▸ INSTRUCTIONS TO FOLLOW: Copy word for word, please, the lines of the entries below running from the one containing "outline **white cloud**" to the one containing "86), (255, 66)]]", both ends included.

--- --- ---

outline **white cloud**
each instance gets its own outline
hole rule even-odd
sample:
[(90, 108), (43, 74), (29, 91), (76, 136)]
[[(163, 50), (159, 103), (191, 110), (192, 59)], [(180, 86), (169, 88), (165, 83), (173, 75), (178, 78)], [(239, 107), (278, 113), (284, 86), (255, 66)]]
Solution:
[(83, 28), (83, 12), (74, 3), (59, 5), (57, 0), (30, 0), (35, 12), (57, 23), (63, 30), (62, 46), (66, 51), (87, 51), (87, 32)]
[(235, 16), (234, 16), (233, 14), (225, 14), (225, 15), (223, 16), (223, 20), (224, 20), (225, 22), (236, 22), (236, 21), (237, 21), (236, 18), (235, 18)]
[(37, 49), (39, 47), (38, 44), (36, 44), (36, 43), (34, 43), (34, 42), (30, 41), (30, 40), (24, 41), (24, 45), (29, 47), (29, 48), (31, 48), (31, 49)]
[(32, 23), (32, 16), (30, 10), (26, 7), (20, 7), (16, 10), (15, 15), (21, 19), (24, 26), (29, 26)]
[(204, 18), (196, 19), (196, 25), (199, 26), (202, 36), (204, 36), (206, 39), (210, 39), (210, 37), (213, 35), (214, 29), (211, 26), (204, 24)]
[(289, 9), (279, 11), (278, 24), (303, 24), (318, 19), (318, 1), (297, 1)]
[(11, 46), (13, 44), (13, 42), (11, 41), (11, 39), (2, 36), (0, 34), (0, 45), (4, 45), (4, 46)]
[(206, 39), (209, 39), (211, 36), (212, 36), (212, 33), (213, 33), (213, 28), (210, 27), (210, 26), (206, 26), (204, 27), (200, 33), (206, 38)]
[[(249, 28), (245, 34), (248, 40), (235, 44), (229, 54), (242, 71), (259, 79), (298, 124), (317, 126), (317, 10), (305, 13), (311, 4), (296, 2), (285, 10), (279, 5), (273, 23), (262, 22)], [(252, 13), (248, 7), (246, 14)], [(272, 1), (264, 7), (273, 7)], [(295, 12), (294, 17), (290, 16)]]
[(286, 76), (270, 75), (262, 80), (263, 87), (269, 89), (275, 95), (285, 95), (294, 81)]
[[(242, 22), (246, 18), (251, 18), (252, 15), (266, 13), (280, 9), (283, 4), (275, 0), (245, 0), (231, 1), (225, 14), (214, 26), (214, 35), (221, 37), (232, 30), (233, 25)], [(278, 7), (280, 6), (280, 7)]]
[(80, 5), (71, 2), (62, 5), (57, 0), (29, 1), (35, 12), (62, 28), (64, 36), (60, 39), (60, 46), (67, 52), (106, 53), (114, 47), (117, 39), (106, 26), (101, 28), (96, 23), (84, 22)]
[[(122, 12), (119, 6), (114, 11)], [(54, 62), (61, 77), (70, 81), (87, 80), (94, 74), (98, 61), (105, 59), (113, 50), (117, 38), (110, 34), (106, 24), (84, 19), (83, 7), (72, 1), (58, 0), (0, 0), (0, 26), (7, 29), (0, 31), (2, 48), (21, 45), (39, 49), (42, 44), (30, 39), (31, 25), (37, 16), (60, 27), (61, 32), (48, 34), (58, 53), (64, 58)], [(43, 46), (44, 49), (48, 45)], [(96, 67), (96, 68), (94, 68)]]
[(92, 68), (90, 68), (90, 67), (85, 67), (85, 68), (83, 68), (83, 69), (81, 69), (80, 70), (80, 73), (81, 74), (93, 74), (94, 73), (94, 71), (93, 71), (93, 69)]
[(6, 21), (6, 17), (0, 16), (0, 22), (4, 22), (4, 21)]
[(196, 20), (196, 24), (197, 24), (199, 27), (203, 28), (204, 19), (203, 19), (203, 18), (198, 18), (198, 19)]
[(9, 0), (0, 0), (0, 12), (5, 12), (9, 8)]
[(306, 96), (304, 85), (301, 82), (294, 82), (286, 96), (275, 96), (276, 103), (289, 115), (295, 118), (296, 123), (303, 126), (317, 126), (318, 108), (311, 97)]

--- --- ---

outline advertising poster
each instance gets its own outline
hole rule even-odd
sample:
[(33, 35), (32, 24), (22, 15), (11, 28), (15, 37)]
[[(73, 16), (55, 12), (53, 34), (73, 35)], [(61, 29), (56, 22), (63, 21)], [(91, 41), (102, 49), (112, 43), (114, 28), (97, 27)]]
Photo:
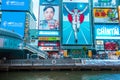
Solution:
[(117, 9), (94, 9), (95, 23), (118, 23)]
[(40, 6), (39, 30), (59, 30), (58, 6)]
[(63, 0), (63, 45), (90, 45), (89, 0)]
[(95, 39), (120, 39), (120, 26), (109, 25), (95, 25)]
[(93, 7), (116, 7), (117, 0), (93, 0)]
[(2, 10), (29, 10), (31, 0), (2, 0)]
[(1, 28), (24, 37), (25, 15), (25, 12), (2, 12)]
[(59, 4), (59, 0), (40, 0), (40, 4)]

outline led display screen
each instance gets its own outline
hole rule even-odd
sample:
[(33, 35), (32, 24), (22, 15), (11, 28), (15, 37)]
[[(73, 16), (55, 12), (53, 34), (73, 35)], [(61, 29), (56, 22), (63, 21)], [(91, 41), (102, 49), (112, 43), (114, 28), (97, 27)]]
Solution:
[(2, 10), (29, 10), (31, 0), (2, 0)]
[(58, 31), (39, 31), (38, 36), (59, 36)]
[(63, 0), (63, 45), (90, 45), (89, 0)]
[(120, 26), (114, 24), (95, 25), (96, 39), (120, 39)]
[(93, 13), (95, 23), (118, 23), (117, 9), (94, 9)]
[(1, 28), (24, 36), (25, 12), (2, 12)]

--- --- ---

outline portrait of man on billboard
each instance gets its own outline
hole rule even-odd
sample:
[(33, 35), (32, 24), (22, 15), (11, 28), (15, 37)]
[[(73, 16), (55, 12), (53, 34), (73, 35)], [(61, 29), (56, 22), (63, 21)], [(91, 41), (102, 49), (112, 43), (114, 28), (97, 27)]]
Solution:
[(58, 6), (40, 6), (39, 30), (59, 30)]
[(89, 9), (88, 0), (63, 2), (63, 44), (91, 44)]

--- --- ---

▸ PROBLEM SOLUTION:
outline **white cloud**
each instance gets its own outline
hole rule even-odd
sample:
[(90, 108), (43, 74), (29, 91), (76, 136)]
[[(163, 50), (159, 103), (191, 110), (192, 59)], [(180, 86), (169, 88), (165, 83), (173, 75), (178, 78)], [(239, 107), (278, 113), (284, 86), (255, 66)]]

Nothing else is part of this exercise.